El recital continúa con el sudor en la cara, los convictos aplaudiendo mientras los guardias mascan chicle, y la voz vibrante de Cash narra las ocasiones en que la mirada espiritual de la Unión Americana, ha recorrido las plantaciones del Sur indomable. También el andar eterno de las casas rodantes sobre la carretera plena de cafetines donde se degustan los panqueques, y la tierra ebulle auspiciada por un sol que hace florecer los valles.
En tres palabras, Cash abarcó la historia eterna de los hombres que caminan con los sueños en las plantas de los pies, los nubarrones desérticos que desatan la furia del polvo en los condados donde se reproducen las casas de madera y las tumbas blancas. La nostalgia se extiende en el suelo de aquella dura prisión, donde no hay tipos malos mientras dura el recital, cuando los corazones laten al ritmo de aquella guitarra, la guitarra de Cash, la guitarra cuyos rasgueos hacen que el country acaricie el crepúsculo al ritmo expansivo de la catarsis.
Cash, es el tirador que toca el alma de los reclusos, el tipo duro que lanza las notas desde aquel imparable huracán en que logró convertir al folclore estadounidense, durante casi medio siglo de trayectoria musical, volviéndolo un artículo de uso cotidiano desde los linderos de la apabullante nostalgia.
La impasible presencia de Cash, vestido de negro y la mirada fija en el horizonte, subyugó por siempre a las audiencias. Ahí estaba el tipo que sin miedo, contribuyó a hacer del canto una fanfarria para el hombre común, soportando los estertores de la guerra, la adicción al alcohol y las drogas, los atavismos de una sociedad puritana, que presa de su contradictoria narrativa, no tuvo más remedio que acoger a aquel artista único, como parte de la redención del tormentoso siglo XX.
Canciones emblemáticas como “I Walk The Line”, “Folsom Prison Blues”, “Man in Black”, otorgaron celebridad al hombre que edificó un estilo a partir de la pérdida, y una vida en llamas donde el desenfreno, los intentos de desintoxicación y las frecuentes visitas a la cárcel, forjaron su leyenda de rara avis.
El rito continúa mientras los reos le aclaman como el héroe, el ángel apocalíptico que ha llegado para enardecer a las masas atribuladas, el vengador que los arrebatará de la perversa proscripción que otorga la condena pública. Entonces, uno recuerda que Johnny Cash no interpretó canciones melosas, ni habló de las dulces cosquillas que los helados producen en una tarde de rockolas.
La voz de Cash se diluye como el humo, no sin antes adquirir los matices de un alegato sombrío que arrastra los heraldos del fracaso, la vida como es, la América sin la voz melosa de los Everly Brothers, o los escarceos pélvicos de Elvis. La América, que es más una oda beatnik que el propio Mickey Mouse, una galopante poesía de Bukowski escrita desde un agujero urbano, donde se reniega del oropel absurdo de Beverly Hills. Un incesante carrusel con imágenes de muslos, ánforas al tope, el recuerdo del hermano muerto en una tragedia rural, el horror de la posguerra; o la miseria avasallante de la Gran Depresión.
━━━━━━━━━━
### INSTRUCCIONES
Copia el fragmento del texto sobre Johnny Cash que arranca con "La impasible presencia" y acaba con "de rara avis.", pero cambia "la guerra" por "la pobreza". Las líneas no tienen nada que ver con el texto sobre Johnny Cash.

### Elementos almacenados
━━━━━━━━━━
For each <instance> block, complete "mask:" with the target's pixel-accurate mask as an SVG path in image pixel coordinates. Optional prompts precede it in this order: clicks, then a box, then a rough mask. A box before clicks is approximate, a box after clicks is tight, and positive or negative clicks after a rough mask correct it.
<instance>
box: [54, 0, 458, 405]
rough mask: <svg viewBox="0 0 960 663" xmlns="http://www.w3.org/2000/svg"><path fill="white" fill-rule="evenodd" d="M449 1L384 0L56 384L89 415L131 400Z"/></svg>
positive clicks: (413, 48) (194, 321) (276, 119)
━━━━━━━━━━
### SOLUCIÓN
La impasible presencia de Cash, vestido de negro y la mirada fija en el horizonte, subyugó por siempre a las audiencias. Ahí estaba el tipo que sin miedo, contribuyó a hacer del canto una fanfarria para el hombre común, soportando los estertores de la pobreza, la adicción al alcohol y las drogas, los atavismos de una sociedad puritana, que presa de su contradictoria narrativa, no tuvo más remedio que acoger a aquel artista único, como parte de la redención del tormentoso siglo XX.
Canciones emblemáticas como “I Walk The Line”, “Folsom Prison Blues”, “Man in Black”, otorgaron celebridad al hombre que edificó un estilo a partir de la pérdida, y una vida en llamas donde el desenfreno, los intentos de desintoxicación y las frecuentes visitas a la cárcel, forjaron su leyenda de rara avis.